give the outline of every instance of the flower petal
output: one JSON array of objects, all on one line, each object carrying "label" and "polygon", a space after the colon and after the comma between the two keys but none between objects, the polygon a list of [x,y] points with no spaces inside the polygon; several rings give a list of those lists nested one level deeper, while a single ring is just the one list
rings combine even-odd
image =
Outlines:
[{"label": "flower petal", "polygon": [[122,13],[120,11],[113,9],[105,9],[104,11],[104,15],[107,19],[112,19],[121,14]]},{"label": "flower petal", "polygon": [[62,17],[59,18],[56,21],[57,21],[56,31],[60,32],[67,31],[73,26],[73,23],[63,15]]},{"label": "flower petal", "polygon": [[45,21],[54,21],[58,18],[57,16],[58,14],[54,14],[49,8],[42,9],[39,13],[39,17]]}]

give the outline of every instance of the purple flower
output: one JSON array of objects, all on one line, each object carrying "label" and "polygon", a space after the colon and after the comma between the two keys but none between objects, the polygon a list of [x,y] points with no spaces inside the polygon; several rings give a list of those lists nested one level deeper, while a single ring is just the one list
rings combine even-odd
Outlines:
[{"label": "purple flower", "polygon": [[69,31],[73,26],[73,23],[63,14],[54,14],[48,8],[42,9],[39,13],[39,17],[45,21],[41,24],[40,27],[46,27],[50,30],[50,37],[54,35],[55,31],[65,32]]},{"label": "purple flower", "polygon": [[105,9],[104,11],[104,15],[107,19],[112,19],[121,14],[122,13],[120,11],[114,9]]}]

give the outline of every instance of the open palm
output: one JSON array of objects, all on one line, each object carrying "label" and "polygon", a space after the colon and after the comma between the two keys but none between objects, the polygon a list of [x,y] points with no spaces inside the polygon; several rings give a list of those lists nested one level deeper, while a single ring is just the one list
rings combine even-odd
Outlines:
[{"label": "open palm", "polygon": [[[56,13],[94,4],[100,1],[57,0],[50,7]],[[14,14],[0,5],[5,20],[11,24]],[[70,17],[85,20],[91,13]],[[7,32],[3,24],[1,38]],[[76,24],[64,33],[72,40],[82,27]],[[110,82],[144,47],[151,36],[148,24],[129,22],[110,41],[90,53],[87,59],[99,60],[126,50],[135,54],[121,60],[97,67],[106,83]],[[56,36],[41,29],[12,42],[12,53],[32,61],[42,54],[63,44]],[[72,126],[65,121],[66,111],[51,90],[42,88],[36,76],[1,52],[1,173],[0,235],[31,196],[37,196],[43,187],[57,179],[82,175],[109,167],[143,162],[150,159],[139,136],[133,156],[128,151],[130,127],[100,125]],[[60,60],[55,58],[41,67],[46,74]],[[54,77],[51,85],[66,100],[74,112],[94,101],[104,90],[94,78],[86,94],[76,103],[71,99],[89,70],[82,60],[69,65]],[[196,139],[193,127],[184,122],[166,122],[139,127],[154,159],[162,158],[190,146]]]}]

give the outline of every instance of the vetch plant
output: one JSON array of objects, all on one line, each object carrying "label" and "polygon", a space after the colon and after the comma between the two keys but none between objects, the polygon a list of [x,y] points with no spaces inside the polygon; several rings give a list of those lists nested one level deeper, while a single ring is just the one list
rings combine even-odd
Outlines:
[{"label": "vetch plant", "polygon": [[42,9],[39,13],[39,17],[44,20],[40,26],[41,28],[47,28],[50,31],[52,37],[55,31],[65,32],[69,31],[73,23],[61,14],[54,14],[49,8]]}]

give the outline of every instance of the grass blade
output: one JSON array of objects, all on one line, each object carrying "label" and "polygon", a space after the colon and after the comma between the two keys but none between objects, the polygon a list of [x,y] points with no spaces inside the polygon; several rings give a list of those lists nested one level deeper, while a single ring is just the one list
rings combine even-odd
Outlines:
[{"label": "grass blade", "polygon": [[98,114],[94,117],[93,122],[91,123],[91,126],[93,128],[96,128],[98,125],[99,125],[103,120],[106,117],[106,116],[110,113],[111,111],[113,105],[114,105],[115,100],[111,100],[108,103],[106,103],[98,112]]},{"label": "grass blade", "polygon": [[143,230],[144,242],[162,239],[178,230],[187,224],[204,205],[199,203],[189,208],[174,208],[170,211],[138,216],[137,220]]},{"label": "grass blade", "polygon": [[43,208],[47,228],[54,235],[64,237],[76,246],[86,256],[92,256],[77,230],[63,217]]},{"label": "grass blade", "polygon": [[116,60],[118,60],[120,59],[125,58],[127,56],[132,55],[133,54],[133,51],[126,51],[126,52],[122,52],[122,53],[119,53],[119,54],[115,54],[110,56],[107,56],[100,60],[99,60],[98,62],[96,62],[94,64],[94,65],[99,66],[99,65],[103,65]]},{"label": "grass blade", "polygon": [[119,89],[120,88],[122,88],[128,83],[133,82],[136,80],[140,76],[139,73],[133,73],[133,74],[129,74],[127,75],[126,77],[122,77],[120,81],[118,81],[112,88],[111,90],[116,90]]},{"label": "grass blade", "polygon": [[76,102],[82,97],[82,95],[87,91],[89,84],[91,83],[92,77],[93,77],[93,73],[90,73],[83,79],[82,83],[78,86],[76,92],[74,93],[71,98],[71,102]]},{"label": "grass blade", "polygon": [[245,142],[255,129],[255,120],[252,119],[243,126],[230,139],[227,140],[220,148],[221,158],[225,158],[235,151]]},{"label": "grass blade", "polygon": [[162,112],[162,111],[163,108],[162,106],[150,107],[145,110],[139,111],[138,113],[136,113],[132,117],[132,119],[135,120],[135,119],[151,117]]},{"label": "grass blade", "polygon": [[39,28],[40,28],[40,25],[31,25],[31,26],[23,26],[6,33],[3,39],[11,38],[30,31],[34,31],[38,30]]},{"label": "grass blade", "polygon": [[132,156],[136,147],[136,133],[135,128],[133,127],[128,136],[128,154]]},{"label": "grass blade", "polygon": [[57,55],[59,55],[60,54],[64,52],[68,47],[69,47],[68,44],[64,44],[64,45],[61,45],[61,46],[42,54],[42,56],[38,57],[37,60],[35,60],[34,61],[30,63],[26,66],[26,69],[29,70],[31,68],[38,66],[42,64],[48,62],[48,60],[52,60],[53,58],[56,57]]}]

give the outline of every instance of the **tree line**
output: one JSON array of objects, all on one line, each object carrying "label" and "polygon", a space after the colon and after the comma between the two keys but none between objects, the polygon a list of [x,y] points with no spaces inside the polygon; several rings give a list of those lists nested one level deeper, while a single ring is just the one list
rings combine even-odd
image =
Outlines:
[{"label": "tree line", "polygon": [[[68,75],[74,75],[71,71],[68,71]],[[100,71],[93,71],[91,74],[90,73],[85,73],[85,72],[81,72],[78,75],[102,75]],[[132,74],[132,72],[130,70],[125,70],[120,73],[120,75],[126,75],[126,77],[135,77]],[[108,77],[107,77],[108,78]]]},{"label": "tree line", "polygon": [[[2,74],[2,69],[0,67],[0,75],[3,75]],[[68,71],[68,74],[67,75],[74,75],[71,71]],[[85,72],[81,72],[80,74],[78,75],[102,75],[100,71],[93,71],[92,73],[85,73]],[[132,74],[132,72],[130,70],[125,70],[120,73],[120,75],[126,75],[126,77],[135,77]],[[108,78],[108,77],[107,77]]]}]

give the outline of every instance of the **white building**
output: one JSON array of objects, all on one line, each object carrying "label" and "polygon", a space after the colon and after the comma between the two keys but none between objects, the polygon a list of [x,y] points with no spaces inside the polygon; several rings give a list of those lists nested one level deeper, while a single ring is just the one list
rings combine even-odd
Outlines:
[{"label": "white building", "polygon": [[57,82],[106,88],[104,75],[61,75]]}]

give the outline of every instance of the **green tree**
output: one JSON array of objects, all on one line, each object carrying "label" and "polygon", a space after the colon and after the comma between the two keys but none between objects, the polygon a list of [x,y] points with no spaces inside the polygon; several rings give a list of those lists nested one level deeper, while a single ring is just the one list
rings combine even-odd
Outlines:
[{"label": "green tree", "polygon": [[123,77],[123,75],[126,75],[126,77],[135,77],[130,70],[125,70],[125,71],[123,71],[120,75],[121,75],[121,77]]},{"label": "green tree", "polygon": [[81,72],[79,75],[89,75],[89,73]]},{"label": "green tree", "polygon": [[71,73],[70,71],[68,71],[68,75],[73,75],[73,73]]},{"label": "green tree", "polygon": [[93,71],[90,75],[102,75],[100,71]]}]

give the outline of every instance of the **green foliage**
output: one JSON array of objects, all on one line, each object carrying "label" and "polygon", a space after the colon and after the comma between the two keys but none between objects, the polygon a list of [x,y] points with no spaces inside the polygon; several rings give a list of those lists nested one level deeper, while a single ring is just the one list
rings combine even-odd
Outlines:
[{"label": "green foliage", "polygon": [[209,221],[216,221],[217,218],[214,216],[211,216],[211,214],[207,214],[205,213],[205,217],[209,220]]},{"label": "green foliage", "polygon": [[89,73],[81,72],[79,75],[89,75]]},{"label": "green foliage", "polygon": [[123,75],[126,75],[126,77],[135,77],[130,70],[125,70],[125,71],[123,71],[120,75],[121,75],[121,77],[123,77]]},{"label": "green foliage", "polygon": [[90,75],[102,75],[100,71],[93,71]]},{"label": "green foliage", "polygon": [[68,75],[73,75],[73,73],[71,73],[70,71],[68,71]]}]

▶ **What the task requires**: Which lines of the data contain the word "petal"? Return each of those lines in full.

▶ **Complete answer**:
give the outline of every instance of the flower petal
[{"label": "flower petal", "polygon": [[122,13],[120,11],[113,9],[105,9],[104,11],[104,15],[107,19],[112,19],[121,14]]},{"label": "flower petal", "polygon": [[62,17],[59,18],[56,21],[57,21],[56,31],[60,32],[67,31],[73,26],[73,23],[63,15]]},{"label": "flower petal", "polygon": [[45,21],[54,21],[58,18],[57,16],[58,14],[54,14],[49,8],[42,9],[39,13],[39,17]]}]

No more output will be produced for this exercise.